--- Task ---
Transcribe the data exactly, omitting whatever pictures it holds.

++++++++++

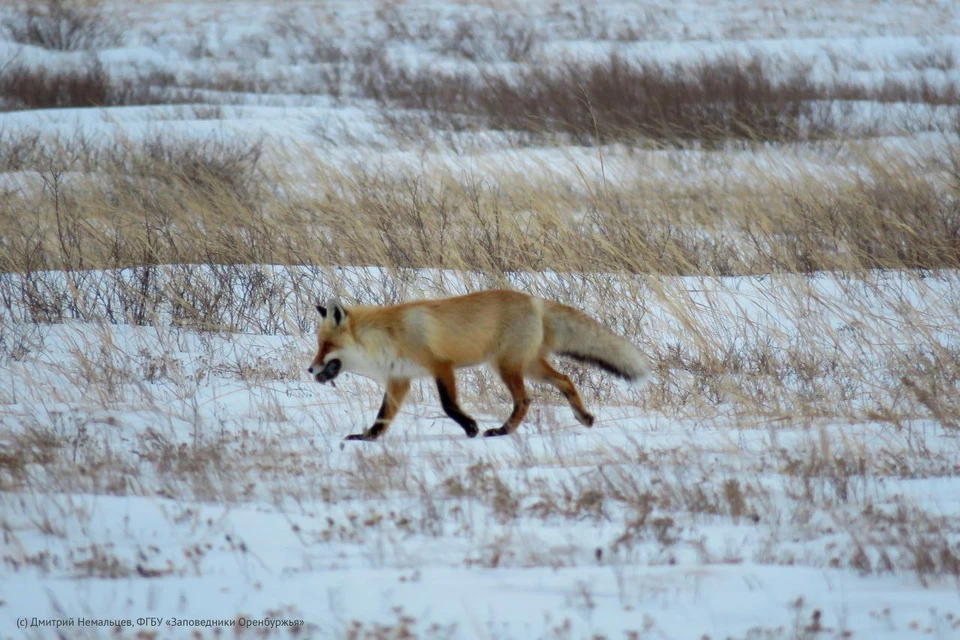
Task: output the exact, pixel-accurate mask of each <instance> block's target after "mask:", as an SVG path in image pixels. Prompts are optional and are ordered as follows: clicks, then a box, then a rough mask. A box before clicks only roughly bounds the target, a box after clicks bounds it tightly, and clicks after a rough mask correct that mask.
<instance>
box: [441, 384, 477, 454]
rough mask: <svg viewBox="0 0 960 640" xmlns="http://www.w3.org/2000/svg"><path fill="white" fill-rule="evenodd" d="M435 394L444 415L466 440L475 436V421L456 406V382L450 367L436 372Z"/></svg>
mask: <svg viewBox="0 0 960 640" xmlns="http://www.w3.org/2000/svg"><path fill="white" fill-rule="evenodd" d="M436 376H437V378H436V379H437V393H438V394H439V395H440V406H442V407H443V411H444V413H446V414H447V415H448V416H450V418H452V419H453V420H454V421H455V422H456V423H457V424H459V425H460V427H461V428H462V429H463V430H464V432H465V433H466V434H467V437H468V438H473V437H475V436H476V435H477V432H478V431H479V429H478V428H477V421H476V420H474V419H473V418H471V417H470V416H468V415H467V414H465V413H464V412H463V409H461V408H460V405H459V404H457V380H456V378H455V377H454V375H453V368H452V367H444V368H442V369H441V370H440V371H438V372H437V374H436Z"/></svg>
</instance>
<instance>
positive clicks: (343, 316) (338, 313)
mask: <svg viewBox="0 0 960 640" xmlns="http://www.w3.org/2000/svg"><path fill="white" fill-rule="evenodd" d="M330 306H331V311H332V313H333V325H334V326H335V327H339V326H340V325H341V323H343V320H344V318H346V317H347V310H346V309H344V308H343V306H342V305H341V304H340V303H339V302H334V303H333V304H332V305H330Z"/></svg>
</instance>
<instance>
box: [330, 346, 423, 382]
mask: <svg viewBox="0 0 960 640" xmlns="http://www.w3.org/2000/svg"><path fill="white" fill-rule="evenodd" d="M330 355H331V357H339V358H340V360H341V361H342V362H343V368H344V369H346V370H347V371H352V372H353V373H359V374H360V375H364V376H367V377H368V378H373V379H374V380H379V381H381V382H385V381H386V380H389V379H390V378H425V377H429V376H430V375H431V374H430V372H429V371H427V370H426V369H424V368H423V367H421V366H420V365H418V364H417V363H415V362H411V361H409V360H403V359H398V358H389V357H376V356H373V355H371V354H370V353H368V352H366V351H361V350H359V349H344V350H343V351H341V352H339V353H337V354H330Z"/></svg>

++++++++++

--- Reply ---
Task: output the exact, pixel-accurate mask of each <instance> block's target after "mask:", as an SVG path in image pixels. Prompts are optional and are ordered as follows: clicks, then a box, then a rough mask. A box before clicks only roughly bounds the target, a box after clicks bounds it tightly, and clicks after a rough mask correct that mask.
<instance>
box: [441, 384, 477, 454]
rough mask: <svg viewBox="0 0 960 640" xmlns="http://www.w3.org/2000/svg"><path fill="white" fill-rule="evenodd" d="M435 394L444 415L466 440L475 436V421L456 406V382L450 367L436 372Z"/></svg>
mask: <svg viewBox="0 0 960 640" xmlns="http://www.w3.org/2000/svg"><path fill="white" fill-rule="evenodd" d="M436 376H437V378H436V379H437V393H438V394H439V395H440V406H442V407H443V411H444V413H446V414H447V415H448V416H450V418H452V419H453V420H454V421H455V422H456V423H457V424H459V425H460V427H461V428H462V429H463V430H464V432H465V433H466V434H467V437H468V438H473V437H475V436H476V435H477V432H478V431H479V429H478V428H477V421H476V420H474V419H473V418H471V417H470V416H468V415H467V414H465V413H464V412H463V409H461V408H460V405H459V404H457V380H456V378H455V377H454V375H453V368H452V367H444V368H442V369H441V370H440V371H438V372H437V374H436Z"/></svg>
</instance>
<instance>
positive clicks: (343, 316) (338, 313)
mask: <svg viewBox="0 0 960 640" xmlns="http://www.w3.org/2000/svg"><path fill="white" fill-rule="evenodd" d="M330 306H331V311H332V313H333V325H334V326H335V327H339V326H340V325H341V323H343V320H344V318H346V317H347V310H346V309H344V308H343V306H342V305H341V304H340V303H339V302H334V303H333V304H332V305H330Z"/></svg>
</instance>
<instance>
box: [330, 346, 423, 382]
mask: <svg viewBox="0 0 960 640" xmlns="http://www.w3.org/2000/svg"><path fill="white" fill-rule="evenodd" d="M330 355H331V357H339V358H340V360H341V361H342V362H343V368H344V369H346V370H347V371H352V372H353V373H359V374H360V375H364V376H367V377H368V378H373V379H374V380H379V381H381V382H385V381H386V380H389V379H390V378H425V377H429V376H430V375H431V374H430V372H429V371H427V370H426V369H424V368H423V367H421V366H420V365H418V364H417V363H415V362H411V361H409V360H403V359H398V358H389V357H376V356H373V355H371V354H370V353H368V352H366V351H361V350H359V349H344V350H343V351H341V352H339V353H337V354H330Z"/></svg>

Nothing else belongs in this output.